→ **Data**:
————————

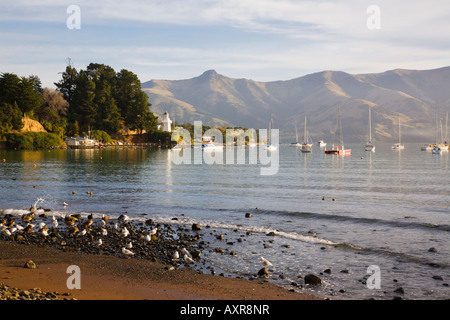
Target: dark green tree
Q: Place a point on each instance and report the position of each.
(9, 88)
(108, 115)
(133, 102)
(10, 117)
(28, 99)
(19, 90)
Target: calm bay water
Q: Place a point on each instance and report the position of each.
(386, 208)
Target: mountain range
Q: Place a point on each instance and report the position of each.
(419, 99)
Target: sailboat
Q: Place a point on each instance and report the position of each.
(369, 145)
(270, 146)
(306, 145)
(442, 145)
(399, 145)
(296, 143)
(340, 149)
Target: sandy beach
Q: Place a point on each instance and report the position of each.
(114, 278)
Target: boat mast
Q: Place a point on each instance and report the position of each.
(304, 133)
(446, 129)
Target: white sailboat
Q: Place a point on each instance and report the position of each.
(296, 143)
(399, 145)
(369, 145)
(340, 149)
(306, 146)
(270, 146)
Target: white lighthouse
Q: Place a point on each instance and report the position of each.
(166, 122)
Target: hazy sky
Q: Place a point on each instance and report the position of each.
(263, 40)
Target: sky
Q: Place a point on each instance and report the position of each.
(262, 40)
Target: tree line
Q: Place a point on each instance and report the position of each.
(97, 98)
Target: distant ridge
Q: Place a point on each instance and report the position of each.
(416, 96)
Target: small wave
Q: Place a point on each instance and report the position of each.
(361, 220)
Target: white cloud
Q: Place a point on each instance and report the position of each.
(279, 39)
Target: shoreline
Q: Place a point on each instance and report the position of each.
(107, 276)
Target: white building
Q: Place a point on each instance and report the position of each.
(166, 122)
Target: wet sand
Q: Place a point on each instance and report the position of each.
(115, 278)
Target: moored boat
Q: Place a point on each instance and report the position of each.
(340, 149)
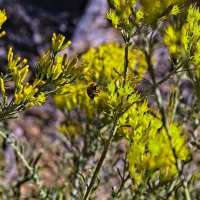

————————

→ **Task instructions**: Rewrite the stretch from the line containing "Target: white building" through the end of the rows, requests included. Multiply each point coordinate in the answers by 1.45 and round it to a whole number, with halves rounded up, and omit the pictures.

→ **Solved exercise**:
Target: white building
Q: Place a point on each instance and report the position of each.
(241, 177)
Target: wet sand
Q: Place a point on each instance and report the position of each.
(167, 403)
Target: moored boat
Q: Place a point on each instance and report the position of each.
(493, 216)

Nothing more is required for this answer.